>> Begin Supplied records

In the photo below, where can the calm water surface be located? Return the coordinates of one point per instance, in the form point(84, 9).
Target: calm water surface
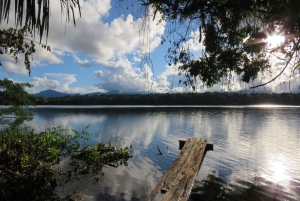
point(256, 149)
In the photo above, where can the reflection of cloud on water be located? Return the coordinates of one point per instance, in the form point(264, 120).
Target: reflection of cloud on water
point(135, 181)
point(244, 141)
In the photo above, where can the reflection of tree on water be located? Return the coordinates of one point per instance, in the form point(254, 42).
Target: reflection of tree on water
point(49, 165)
point(259, 189)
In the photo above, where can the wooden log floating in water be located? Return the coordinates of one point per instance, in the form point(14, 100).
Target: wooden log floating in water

>> End Supplied records

▸ **Work required**
Rewrite the lines above with each "photo" changed to "image" and nothing else altered, omitting the pictures.

▸ **Written solution**
In the image below, where can the calm water surface be located? Return the coordinates of one point per instance, in the form point(84, 9).
Target: calm water surface
point(256, 149)
In the image above, where can the reflection of cloud on water be located? Return the coordinates of one point per instance, in the form point(264, 120).
Target: reflection of cloud on water
point(135, 181)
point(244, 141)
In the image above, where can the reflection of tree on water be located? Return the coordinates of one point per instance, in the form point(254, 42).
Target: reflection of tree on water
point(49, 165)
point(259, 189)
In the image above, where can the wooden log floating in water be located? Return the coordinates of one point per instance, in the form point(14, 100).
Target: wooden log floating in water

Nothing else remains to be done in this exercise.